_EXERCISE BRIEF_. Below are several entries. Transcribe exactly those lines that fall from the one with "positive clicks: (741, 737) (745, 733)" through the one with "737L770 728L747 714L731", end lines included.

Segment Start: DATASET RECORDS

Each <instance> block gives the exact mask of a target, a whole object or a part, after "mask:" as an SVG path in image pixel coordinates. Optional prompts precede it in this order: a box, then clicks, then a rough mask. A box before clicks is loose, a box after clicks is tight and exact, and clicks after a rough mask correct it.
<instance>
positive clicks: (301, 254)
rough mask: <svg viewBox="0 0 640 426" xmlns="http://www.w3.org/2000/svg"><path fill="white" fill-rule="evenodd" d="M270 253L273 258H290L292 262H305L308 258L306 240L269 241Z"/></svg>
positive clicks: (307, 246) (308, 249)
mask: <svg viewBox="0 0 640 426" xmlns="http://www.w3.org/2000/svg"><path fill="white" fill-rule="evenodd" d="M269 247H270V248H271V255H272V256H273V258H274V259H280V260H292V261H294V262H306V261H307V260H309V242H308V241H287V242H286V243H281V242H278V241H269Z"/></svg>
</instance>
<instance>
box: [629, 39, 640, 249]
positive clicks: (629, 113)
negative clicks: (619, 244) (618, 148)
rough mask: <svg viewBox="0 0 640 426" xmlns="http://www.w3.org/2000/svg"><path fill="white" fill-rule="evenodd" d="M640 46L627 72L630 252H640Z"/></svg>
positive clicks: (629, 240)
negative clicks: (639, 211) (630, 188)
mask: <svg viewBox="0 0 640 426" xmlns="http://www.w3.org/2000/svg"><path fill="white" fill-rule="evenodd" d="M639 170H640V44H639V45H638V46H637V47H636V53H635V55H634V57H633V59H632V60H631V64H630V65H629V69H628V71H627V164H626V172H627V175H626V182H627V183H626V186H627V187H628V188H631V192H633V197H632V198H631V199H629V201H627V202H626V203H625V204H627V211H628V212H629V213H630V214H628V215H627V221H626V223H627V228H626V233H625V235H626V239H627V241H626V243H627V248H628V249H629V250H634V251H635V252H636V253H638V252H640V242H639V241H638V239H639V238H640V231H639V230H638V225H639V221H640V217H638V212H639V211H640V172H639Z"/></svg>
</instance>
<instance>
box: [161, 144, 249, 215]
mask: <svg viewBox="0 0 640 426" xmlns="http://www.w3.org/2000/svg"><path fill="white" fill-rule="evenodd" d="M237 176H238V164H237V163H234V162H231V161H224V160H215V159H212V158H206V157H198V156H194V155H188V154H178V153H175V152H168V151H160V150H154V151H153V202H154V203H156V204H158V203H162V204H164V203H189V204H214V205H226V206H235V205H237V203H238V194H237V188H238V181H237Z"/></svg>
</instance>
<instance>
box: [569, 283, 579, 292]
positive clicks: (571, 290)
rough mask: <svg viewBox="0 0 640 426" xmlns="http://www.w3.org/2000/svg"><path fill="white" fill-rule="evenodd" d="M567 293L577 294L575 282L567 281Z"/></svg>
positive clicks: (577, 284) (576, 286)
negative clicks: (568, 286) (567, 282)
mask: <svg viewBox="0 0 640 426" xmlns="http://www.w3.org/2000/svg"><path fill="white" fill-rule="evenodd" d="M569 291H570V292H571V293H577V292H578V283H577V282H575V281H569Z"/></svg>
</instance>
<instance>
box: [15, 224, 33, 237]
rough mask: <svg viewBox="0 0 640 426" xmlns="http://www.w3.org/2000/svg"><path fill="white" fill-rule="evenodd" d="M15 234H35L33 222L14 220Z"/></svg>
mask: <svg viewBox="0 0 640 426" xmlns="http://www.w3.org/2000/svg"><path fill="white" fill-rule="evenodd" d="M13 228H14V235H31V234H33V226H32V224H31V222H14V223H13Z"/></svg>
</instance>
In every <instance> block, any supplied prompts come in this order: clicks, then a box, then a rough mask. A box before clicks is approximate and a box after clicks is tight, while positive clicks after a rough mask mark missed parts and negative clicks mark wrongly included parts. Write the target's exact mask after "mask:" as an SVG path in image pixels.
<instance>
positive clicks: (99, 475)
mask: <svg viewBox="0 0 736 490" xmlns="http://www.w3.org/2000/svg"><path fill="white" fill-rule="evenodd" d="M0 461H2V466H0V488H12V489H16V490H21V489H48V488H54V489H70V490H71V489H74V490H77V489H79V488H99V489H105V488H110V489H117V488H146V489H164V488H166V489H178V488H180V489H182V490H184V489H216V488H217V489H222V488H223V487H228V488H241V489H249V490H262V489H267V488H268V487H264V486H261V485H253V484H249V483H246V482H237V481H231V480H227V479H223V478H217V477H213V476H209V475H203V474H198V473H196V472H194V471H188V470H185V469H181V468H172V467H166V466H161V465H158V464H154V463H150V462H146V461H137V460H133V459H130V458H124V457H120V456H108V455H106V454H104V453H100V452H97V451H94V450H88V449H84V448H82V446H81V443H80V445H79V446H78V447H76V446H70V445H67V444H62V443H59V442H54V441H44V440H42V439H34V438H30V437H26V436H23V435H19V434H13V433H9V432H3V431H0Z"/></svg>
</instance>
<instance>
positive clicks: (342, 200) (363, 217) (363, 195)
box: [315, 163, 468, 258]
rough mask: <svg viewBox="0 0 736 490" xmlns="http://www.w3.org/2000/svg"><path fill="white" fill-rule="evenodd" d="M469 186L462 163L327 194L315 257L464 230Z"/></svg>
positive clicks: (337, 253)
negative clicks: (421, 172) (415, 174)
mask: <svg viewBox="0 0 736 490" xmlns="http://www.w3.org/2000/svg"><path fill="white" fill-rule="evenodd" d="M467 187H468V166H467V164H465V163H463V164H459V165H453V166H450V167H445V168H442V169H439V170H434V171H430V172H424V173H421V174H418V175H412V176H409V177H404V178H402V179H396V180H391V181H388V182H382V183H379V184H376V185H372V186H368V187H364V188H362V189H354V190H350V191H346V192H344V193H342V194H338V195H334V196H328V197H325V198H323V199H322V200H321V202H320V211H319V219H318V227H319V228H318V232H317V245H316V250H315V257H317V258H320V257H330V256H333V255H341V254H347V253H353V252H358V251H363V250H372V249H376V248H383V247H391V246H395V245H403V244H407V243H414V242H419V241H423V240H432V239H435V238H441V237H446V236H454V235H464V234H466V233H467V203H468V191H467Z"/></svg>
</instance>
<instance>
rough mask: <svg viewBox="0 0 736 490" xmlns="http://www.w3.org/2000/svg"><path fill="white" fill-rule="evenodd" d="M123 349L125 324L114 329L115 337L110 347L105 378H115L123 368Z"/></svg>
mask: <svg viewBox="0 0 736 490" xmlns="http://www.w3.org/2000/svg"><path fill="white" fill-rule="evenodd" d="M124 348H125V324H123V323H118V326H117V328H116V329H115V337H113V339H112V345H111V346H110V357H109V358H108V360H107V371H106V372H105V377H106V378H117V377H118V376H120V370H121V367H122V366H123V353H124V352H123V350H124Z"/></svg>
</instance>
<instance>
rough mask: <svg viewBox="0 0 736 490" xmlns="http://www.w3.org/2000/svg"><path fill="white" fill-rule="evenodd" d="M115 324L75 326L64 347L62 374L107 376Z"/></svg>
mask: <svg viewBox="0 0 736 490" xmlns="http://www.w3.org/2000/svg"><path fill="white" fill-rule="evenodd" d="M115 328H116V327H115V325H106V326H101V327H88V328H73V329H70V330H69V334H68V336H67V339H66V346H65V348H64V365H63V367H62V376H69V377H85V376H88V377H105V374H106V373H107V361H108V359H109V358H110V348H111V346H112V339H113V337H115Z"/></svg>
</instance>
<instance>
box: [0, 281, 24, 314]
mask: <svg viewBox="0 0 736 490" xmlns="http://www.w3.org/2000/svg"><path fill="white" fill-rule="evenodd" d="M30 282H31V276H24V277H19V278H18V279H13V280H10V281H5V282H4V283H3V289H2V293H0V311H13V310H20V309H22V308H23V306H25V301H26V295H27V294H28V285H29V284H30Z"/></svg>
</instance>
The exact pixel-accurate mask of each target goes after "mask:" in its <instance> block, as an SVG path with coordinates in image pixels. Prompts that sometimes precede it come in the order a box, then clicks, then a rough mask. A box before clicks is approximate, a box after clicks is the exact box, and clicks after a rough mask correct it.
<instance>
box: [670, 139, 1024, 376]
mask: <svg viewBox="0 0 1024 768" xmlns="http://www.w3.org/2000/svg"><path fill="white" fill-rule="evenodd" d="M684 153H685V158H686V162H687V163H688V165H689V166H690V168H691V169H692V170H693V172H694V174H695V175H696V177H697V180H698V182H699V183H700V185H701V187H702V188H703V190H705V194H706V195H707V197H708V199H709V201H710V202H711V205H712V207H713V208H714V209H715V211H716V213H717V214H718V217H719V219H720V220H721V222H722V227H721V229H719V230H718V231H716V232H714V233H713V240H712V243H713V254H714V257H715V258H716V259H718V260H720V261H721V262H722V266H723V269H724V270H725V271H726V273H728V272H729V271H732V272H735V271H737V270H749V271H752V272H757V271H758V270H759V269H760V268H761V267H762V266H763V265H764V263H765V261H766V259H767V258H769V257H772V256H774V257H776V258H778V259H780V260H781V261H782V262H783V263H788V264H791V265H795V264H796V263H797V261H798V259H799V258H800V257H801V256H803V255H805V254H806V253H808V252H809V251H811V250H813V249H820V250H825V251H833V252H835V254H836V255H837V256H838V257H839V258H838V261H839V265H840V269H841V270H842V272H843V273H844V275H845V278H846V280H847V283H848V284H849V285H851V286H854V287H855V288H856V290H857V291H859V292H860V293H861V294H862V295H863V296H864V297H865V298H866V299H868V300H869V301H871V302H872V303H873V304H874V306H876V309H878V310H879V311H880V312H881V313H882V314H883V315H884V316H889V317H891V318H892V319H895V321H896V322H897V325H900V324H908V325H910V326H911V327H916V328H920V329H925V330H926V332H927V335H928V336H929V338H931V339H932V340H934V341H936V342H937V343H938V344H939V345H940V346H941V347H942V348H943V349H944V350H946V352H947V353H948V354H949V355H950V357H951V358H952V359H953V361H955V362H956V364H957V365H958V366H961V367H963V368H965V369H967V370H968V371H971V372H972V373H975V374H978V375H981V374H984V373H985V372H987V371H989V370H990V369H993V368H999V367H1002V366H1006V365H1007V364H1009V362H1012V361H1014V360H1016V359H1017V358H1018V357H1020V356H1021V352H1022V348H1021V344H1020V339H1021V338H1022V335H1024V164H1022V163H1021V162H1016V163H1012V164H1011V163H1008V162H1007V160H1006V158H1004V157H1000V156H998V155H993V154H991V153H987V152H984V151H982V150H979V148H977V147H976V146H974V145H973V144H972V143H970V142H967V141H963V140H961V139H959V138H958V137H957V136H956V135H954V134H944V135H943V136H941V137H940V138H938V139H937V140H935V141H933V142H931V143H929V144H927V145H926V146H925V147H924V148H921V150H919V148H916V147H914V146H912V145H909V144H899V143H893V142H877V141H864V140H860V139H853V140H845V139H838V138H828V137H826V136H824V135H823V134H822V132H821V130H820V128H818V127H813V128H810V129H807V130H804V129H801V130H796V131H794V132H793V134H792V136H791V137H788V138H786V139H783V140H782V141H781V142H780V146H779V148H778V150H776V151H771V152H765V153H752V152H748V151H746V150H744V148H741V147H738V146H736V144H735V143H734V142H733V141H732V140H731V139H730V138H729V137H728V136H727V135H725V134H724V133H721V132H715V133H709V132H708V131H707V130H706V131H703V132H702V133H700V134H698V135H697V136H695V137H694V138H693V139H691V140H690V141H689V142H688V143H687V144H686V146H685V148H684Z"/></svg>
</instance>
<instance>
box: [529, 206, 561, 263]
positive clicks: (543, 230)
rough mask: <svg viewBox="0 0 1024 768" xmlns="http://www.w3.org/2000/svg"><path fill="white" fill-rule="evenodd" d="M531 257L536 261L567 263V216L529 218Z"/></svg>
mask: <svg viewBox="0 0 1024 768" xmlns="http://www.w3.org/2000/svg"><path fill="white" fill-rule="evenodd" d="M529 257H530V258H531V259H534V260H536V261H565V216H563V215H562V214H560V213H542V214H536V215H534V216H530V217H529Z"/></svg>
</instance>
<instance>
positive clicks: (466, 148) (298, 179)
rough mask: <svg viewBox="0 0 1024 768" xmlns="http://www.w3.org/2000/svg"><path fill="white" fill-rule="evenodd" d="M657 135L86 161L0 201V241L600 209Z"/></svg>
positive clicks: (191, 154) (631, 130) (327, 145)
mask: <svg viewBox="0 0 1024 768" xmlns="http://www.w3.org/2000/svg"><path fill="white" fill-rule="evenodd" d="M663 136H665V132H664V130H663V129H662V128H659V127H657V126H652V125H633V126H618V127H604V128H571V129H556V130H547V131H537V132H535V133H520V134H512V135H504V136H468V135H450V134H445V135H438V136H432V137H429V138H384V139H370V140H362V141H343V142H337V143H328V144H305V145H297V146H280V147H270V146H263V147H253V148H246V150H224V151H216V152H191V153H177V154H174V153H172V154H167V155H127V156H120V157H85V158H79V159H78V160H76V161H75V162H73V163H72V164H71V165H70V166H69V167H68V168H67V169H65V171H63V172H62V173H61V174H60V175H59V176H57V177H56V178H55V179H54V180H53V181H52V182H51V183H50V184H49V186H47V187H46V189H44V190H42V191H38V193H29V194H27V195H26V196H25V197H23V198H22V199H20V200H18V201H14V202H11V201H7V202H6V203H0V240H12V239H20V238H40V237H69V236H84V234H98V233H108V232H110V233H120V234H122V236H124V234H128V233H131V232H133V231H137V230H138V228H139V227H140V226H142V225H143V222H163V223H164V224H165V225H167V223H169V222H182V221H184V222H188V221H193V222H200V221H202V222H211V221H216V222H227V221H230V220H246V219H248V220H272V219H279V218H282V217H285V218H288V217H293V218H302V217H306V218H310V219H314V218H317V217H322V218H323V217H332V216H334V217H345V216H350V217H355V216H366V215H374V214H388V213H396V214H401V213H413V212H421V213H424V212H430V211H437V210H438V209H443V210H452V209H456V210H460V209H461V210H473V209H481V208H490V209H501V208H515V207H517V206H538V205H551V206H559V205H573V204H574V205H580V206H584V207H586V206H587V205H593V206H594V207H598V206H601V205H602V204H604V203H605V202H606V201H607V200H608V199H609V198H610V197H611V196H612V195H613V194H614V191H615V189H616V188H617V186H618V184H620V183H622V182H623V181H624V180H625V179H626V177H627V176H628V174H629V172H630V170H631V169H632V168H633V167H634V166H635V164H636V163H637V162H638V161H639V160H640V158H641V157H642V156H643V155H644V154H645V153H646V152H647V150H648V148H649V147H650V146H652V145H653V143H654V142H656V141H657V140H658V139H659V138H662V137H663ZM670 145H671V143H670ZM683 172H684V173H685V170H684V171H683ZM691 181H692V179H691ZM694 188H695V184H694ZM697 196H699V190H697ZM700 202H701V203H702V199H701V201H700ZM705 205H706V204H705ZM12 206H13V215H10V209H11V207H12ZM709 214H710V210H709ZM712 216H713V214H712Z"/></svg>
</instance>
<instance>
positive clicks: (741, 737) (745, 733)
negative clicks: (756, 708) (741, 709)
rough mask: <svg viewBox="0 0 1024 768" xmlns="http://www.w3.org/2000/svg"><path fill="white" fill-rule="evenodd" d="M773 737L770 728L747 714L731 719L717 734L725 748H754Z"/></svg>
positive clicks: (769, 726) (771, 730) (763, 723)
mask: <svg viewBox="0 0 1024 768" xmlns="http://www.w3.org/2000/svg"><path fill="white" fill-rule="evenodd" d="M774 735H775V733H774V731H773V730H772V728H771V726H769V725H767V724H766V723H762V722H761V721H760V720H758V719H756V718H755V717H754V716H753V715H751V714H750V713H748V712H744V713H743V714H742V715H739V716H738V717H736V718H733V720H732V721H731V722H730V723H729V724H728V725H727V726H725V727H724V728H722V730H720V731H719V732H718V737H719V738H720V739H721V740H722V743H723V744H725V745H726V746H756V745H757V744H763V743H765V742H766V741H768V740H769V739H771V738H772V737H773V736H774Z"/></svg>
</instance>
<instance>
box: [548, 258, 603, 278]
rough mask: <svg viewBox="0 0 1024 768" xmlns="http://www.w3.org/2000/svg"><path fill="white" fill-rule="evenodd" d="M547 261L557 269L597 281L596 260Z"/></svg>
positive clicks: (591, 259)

Segment End: DATASET RECORDS

_OUTPUT FOR THIS TASK_.
positive clicks: (741, 737) (745, 733)
negative clicks: (756, 708) (741, 709)
rough mask: <svg viewBox="0 0 1024 768" xmlns="http://www.w3.org/2000/svg"><path fill="white" fill-rule="evenodd" d="M773 737L770 728L747 714L731 719L717 734L725 748H754Z"/></svg>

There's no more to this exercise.